━━ GIVEN TEXT ━━
Exhibition Extraordinary

George Cruikshank (1792–1878), after William Henry Merle. Exhibition Extraordinary in the Horticultural Room, 1826. Hand-colored etching. The British Museum © Trustees of the British Museum

The 18th and 19th centuries produced some of the world’s great botanists and naturalists, including Linnaeus, Buffon, Audubon, and Darwin, to name a few. This was also a time when many learned societies, such as the Linnean Society and the American Philosophical Society, were formed. A palpable enthusiasm for outside-the-box thinking and Enlightenment principles created the perfect cocktail for an ever-evolving fount of new scientific knowledge and discoveries. And horticulture was part of that buzz.

Early Crimson Chrysanthemum and Large Quilled Orange Chrysanthemum

William Hooker, artist, and Charles Fox (1795–1849), engraver. The Early Crimson Chrysanthemum, The Large Quilled Orange Chrysanthemum. Illustration from Transactions of the Horticultural Society of London, vol. 5, pl. 3, 1st ed., 1824. Bartow-Pell Mansion Museum. On February 6, 1822, Joseph Sabine presented a paper describing some new varieties of Chinese chrysanthemums that had been imported in 1820 and were now thriving in the society’s garden at Chiswick.

The members of the Horticultural Society of London were at the forefront of this energy, and they sponsored expeditions around the globe in search of new varieties of plants. Landscape designer and former Bartow-Pell Conservancy president Marion Mundy described part of this quest in her text for BPMM’s 2009 exhibition The Age of Botanical Wonders: “The immense interest in growing tropical fruits and flowers in Europe’s northern climate was matched by efforts to improve and multiply domestic varieties. For fruits alone, a complex classification system was devised. Faithfully colored representations were necessary for scientific documentation of all of the new plants and for the developing commercial market.”
━━━
━━ DATA LINES ━━
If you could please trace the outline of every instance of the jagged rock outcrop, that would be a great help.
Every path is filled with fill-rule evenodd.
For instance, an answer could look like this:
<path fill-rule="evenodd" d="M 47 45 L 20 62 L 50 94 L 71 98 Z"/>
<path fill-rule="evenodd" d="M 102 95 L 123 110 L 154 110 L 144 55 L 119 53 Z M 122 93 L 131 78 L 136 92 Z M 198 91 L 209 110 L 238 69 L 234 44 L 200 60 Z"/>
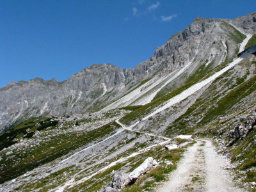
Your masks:
<path fill-rule="evenodd" d="M 142 80 L 153 76 L 160 77 L 187 66 L 182 76 L 166 85 L 173 90 L 201 65 L 208 66 L 210 70 L 236 55 L 241 40 L 239 35 L 240 38 L 243 35 L 230 24 L 254 34 L 255 17 L 253 13 L 233 20 L 197 17 L 135 68 L 93 65 L 63 82 L 40 78 L 12 81 L 0 89 L 0 131 L 31 116 L 99 110 L 132 90 Z M 239 38 L 232 34 L 238 34 Z"/>
<path fill-rule="evenodd" d="M 256 129 L 256 109 L 251 114 L 244 115 L 234 120 L 233 129 L 229 131 L 228 138 L 232 139 L 227 145 L 228 147 L 233 145 L 238 140 L 243 140 L 253 129 Z"/>

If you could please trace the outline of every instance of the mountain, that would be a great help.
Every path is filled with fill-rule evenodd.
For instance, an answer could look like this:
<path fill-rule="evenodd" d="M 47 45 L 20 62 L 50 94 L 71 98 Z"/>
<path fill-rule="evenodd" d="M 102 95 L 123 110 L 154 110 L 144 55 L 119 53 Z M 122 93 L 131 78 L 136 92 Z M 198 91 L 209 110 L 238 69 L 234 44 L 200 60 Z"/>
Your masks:
<path fill-rule="evenodd" d="M 145 162 L 157 167 L 125 187 L 152 189 L 186 147 L 203 147 L 196 138 L 214 141 L 244 178 L 237 185 L 253 186 L 255 24 L 256 13 L 196 17 L 135 68 L 97 64 L 63 82 L 36 78 L 0 89 L 0 189 L 114 190 L 115 177 L 135 175 L 152 157 L 157 161 Z M 122 174 L 107 186 L 112 171 Z"/>

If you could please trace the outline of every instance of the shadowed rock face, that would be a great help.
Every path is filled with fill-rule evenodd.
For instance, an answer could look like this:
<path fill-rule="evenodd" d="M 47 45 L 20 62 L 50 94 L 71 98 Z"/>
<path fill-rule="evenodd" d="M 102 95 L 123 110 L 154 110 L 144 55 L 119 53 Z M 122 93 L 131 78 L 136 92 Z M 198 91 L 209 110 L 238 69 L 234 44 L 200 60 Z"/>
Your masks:
<path fill-rule="evenodd" d="M 135 68 L 93 65 L 63 82 L 40 78 L 17 83 L 12 81 L 0 89 L 0 132 L 31 116 L 99 110 L 142 80 L 153 75 L 164 76 L 191 63 L 188 68 L 191 72 L 187 72 L 180 79 L 183 83 L 200 65 L 211 63 L 212 68 L 236 55 L 239 39 L 232 38 L 236 29 L 228 22 L 245 33 L 254 34 L 255 17 L 254 13 L 233 20 L 197 17 Z"/>

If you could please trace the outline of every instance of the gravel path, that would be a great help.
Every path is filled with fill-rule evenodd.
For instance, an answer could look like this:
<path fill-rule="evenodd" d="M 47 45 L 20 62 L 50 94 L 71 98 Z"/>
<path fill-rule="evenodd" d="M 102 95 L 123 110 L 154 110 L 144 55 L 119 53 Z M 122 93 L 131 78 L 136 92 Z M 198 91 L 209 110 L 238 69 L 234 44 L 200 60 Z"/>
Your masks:
<path fill-rule="evenodd" d="M 162 191 L 243 191 L 234 186 L 230 164 L 218 154 L 209 140 L 198 140 L 189 147 L 169 181 L 156 189 Z"/>

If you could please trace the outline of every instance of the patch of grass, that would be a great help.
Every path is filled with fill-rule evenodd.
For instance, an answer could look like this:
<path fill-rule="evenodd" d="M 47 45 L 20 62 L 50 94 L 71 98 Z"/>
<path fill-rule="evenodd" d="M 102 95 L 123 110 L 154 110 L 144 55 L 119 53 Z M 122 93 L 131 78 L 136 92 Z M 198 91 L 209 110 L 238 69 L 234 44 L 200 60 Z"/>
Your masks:
<path fill-rule="evenodd" d="M 24 153 L 17 154 L 11 159 L 6 160 L 4 158 L 1 161 L 5 166 L 0 170 L 0 183 L 15 178 L 93 141 L 101 138 L 103 140 L 102 136 L 113 134 L 115 129 L 119 127 L 114 122 L 88 132 L 83 132 L 80 135 L 77 135 L 76 132 L 72 134 L 60 134 L 45 143 L 28 147 Z M 53 146 L 54 147 L 52 148 Z M 15 159 L 20 160 L 15 163 Z"/>
<path fill-rule="evenodd" d="M 205 125 L 218 116 L 225 114 L 234 104 L 250 95 L 255 90 L 256 90 L 256 76 L 243 83 L 221 98 L 216 104 L 216 106 L 208 111 L 199 125 Z"/>
<path fill-rule="evenodd" d="M 49 126 L 55 126 L 58 122 L 52 122 L 47 118 L 31 118 L 21 124 L 12 127 L 8 129 L 6 132 L 0 134 L 0 150 L 4 148 L 7 148 L 9 146 L 17 143 L 18 138 L 20 137 L 29 138 L 33 136 L 35 131 L 41 131 Z M 37 123 L 40 123 L 40 125 L 35 126 Z M 34 131 L 27 132 L 27 131 L 34 129 Z M 27 135 L 28 132 L 30 132 Z"/>

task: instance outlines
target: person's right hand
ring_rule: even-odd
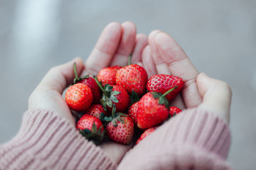
[[[229,122],[232,92],[228,85],[198,72],[179,44],[159,30],[148,36],[142,55],[148,78],[156,74],[179,76],[184,81],[181,96],[171,105],[181,109],[198,107],[210,111]]]

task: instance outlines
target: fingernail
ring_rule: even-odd
[[[170,37],[163,32],[160,32],[156,35],[155,41],[163,50],[168,49],[170,45],[172,45]]]
[[[205,76],[205,77],[209,77],[205,73],[203,72],[200,73],[201,75]]]

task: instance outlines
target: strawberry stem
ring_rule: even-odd
[[[112,117],[114,118],[115,117],[115,113],[116,113],[116,104],[113,104],[114,106],[113,106],[112,108]]]
[[[129,55],[129,59],[128,59],[128,66],[131,65],[131,60],[132,60],[132,54],[131,53],[130,55]]]
[[[168,90],[167,92],[166,92],[164,94],[163,94],[161,96],[162,97],[164,97],[165,96],[166,96],[167,94],[168,94],[169,93],[172,92],[172,91],[173,91],[174,90],[175,90],[177,88],[178,88],[178,86],[175,86],[173,88],[172,88],[171,89],[170,89],[169,90]]]
[[[79,79],[79,78],[78,77],[77,71],[76,70],[76,62],[74,63],[74,73],[75,73],[76,79]]]
[[[93,78],[95,80],[97,84],[98,85],[100,89],[100,90],[102,91],[102,92],[104,92],[104,94],[106,95],[106,96],[108,96],[108,94],[107,92],[104,90],[104,89],[103,89],[103,87],[101,85],[101,84],[100,83],[100,82],[99,82],[98,79],[96,78],[95,76],[93,76]]]

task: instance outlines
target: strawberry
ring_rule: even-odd
[[[138,102],[132,104],[128,110],[128,115],[132,118],[134,124],[137,124],[137,114],[138,114]]]
[[[174,117],[175,115],[177,115],[182,110],[178,108],[177,107],[172,106],[172,107],[170,107],[169,111],[170,111],[170,115],[172,117]]]
[[[74,79],[73,84],[83,83],[88,85],[88,87],[91,89],[92,94],[93,96],[93,103],[98,104],[100,99],[101,95],[100,89],[99,88],[95,80],[93,78],[90,77],[89,75],[79,78],[76,70],[76,62],[74,63],[74,72],[75,73],[76,78]]]
[[[137,126],[147,129],[162,123],[168,118],[169,103],[165,96],[175,90],[176,87],[164,94],[156,92],[148,92],[138,103]]]
[[[99,118],[100,118],[101,113],[106,115],[105,110],[100,104],[92,104],[84,113],[84,114],[90,115]]]
[[[136,145],[138,145],[141,141],[142,141],[145,138],[146,138],[147,136],[148,136],[150,134],[155,131],[156,129],[156,127],[153,127],[151,128],[149,128],[145,131],[145,132],[141,135],[139,139],[138,139],[137,141],[136,142]]]
[[[116,107],[116,111],[125,111],[127,110],[130,99],[126,90],[118,85],[105,85],[103,88],[98,80],[94,77],[97,83],[103,92],[102,97],[100,99],[105,111],[111,111],[111,108],[115,104]]]
[[[112,116],[105,118],[111,121],[107,125],[108,137],[113,141],[122,144],[129,144],[132,140],[134,131],[132,119],[127,115],[115,113],[114,104]]]
[[[101,82],[104,87],[106,84],[116,85],[116,71],[122,68],[121,66],[115,66],[102,69],[97,76],[99,81]]]
[[[104,135],[102,123],[97,117],[84,115],[78,121],[77,128],[88,140],[98,145]]]
[[[116,72],[116,85],[124,87],[129,94],[132,90],[142,96],[146,91],[148,74],[145,69],[137,64],[131,64]]]
[[[181,90],[184,85],[181,78],[167,74],[156,74],[152,76],[147,83],[147,89],[148,92],[156,92],[164,94],[173,87],[178,87],[166,95],[166,97],[170,102]]]
[[[89,87],[78,83],[67,89],[65,98],[71,110],[84,111],[91,106],[93,96]]]

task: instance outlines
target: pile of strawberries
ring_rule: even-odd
━━━
GIVEN EXERCISE 1 ▸ In the horticulture text, write out the stretch from "Early Crimson Chrysanthemum and" through "garden at Chiswick." again, substituting "etcher" for "engraver".
GIVEN EXERCISE 2 ▸ Condense the paragraph of the horticulture text that begins "The 18th and 19th centuries produced" into a short bulleted list that keeps its main facts.

RESPONSE 1 ▸
Early Crimson Chrysanthemum and Large Quilled Orange Chrysanthemum

William Hooker, artist, and Charles Fox (1795–1849), etcher. The Early Crimson Chrysanthemum, The Large Quilled Orange Chrysanthemum. Illustration from Transactions of the Horticultural Society of London, vol. 5, pl. 3, 1st ed., 1824. Bartow-Pell Mansion Museum. On February 6, 1822, Joseph Sabine presented a paper describing some new varieties of Chinese chrysanthemums that had been imported in 1820 and were now thriving in the society’s garden at Chiswick.

RESPONSE 2 ▸
- The 18th and 19th centuries produced great botanists and naturalists such as Linnaeus, Buffon, Audubon, and Darwin.
- Learned societies, including the Linnean Society and the American Philosophical Society, were formed in this period.
- Enthusiasm for outside-the-box thinking and Enlightenment principles fueled a steady stream of new scientific knowledge and discoveries.
- Horticulture was part of this activity.